┌────────

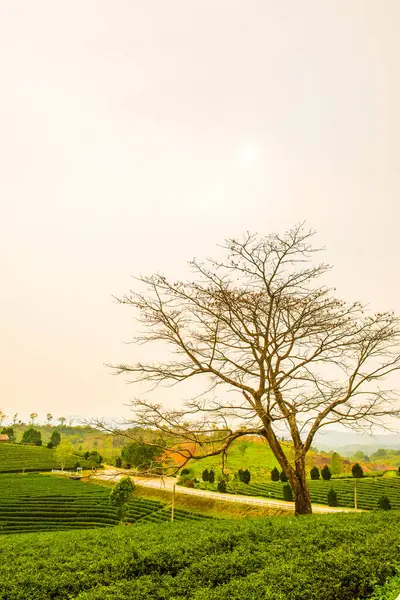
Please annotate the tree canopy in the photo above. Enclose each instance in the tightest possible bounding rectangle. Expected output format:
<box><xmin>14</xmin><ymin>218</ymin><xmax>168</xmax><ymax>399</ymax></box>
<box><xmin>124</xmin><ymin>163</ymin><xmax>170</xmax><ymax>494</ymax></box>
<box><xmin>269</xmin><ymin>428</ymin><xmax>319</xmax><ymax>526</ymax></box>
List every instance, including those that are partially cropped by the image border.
<box><xmin>106</xmin><ymin>225</ymin><xmax>400</xmax><ymax>513</ymax></box>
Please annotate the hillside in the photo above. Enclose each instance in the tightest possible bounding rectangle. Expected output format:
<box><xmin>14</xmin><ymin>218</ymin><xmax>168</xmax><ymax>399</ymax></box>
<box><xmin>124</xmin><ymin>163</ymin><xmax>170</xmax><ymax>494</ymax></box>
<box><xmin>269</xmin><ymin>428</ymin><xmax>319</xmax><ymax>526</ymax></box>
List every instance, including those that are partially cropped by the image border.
<box><xmin>0</xmin><ymin>514</ymin><xmax>400</xmax><ymax>600</ymax></box>
<box><xmin>0</xmin><ymin>443</ymin><xmax>89</xmax><ymax>473</ymax></box>
<box><xmin>0</xmin><ymin>474</ymin><xmax>210</xmax><ymax>535</ymax></box>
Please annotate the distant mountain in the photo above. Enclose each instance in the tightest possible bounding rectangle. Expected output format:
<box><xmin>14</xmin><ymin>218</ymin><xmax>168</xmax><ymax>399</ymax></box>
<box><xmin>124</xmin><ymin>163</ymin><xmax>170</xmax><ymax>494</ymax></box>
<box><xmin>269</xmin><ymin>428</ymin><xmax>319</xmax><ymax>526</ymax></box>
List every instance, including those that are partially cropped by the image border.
<box><xmin>313</xmin><ymin>431</ymin><xmax>400</xmax><ymax>456</ymax></box>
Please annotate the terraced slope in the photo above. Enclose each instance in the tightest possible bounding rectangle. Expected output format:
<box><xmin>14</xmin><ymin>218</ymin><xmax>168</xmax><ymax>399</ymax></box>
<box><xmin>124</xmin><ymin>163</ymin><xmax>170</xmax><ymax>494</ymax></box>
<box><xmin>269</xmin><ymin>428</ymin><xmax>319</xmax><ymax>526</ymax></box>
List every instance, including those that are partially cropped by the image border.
<box><xmin>0</xmin><ymin>474</ymin><xmax>214</xmax><ymax>534</ymax></box>
<box><xmin>0</xmin><ymin>474</ymin><xmax>118</xmax><ymax>534</ymax></box>
<box><xmin>125</xmin><ymin>498</ymin><xmax>212</xmax><ymax>523</ymax></box>
<box><xmin>233</xmin><ymin>477</ymin><xmax>400</xmax><ymax>510</ymax></box>
<box><xmin>0</xmin><ymin>443</ymin><xmax>87</xmax><ymax>473</ymax></box>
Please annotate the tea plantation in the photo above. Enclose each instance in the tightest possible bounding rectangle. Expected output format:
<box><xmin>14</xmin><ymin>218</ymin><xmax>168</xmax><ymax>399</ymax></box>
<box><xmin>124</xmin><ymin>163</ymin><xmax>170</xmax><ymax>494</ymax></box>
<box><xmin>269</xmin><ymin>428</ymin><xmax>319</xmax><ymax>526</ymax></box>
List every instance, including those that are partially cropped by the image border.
<box><xmin>0</xmin><ymin>444</ymin><xmax>87</xmax><ymax>473</ymax></box>
<box><xmin>0</xmin><ymin>511</ymin><xmax>400</xmax><ymax>600</ymax></box>
<box><xmin>228</xmin><ymin>477</ymin><xmax>400</xmax><ymax>510</ymax></box>
<box><xmin>0</xmin><ymin>474</ymin><xmax>212</xmax><ymax>535</ymax></box>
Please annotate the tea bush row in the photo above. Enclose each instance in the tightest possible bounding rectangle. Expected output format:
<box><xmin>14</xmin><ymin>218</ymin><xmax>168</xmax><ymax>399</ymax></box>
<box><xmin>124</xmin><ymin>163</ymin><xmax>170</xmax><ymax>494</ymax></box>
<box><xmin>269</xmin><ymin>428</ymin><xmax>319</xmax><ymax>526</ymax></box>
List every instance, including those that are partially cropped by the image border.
<box><xmin>228</xmin><ymin>478</ymin><xmax>400</xmax><ymax>510</ymax></box>
<box><xmin>0</xmin><ymin>443</ymin><xmax>89</xmax><ymax>473</ymax></box>
<box><xmin>0</xmin><ymin>512</ymin><xmax>400</xmax><ymax>600</ymax></box>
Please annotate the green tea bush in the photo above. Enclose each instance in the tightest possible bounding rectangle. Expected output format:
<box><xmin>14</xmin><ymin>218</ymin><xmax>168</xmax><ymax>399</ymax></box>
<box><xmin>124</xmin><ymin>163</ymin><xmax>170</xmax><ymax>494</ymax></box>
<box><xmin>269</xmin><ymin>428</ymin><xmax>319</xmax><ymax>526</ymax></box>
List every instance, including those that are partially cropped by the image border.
<box><xmin>0</xmin><ymin>511</ymin><xmax>400</xmax><ymax>600</ymax></box>
<box><xmin>328</xmin><ymin>488</ymin><xmax>338</xmax><ymax>506</ymax></box>
<box><xmin>310</xmin><ymin>466</ymin><xmax>320</xmax><ymax>481</ymax></box>
<box><xmin>378</xmin><ymin>496</ymin><xmax>392</xmax><ymax>510</ymax></box>
<box><xmin>283</xmin><ymin>483</ymin><xmax>293</xmax><ymax>502</ymax></box>
<box><xmin>271</xmin><ymin>467</ymin><xmax>279</xmax><ymax>481</ymax></box>
<box><xmin>351</xmin><ymin>463</ymin><xmax>364</xmax><ymax>479</ymax></box>
<box><xmin>217</xmin><ymin>479</ymin><xmax>226</xmax><ymax>494</ymax></box>
<box><xmin>321</xmin><ymin>465</ymin><xmax>332</xmax><ymax>481</ymax></box>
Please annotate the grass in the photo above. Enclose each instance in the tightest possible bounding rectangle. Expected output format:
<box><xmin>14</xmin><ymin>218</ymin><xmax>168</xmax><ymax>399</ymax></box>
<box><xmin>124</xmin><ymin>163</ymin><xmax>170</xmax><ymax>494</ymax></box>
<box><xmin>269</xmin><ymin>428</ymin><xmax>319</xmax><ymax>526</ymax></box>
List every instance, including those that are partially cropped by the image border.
<box><xmin>0</xmin><ymin>513</ymin><xmax>400</xmax><ymax>600</ymax></box>
<box><xmin>187</xmin><ymin>438</ymin><xmax>282</xmax><ymax>481</ymax></box>
<box><xmin>135</xmin><ymin>485</ymin><xmax>293</xmax><ymax>519</ymax></box>
<box><xmin>227</xmin><ymin>476</ymin><xmax>400</xmax><ymax>510</ymax></box>
<box><xmin>0</xmin><ymin>443</ymin><xmax>87</xmax><ymax>473</ymax></box>
<box><xmin>0</xmin><ymin>474</ymin><xmax>219</xmax><ymax>535</ymax></box>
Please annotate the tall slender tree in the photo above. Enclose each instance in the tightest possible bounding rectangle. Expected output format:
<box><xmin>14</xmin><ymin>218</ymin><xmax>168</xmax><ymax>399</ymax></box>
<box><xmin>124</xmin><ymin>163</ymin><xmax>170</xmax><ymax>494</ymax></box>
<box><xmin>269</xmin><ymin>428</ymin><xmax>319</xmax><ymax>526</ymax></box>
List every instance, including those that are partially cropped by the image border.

└────────

» Objective: In the listing above, how many lines contain the string "tree"? Matching is case-sensitive. Reply with only the number.

» Full response: 2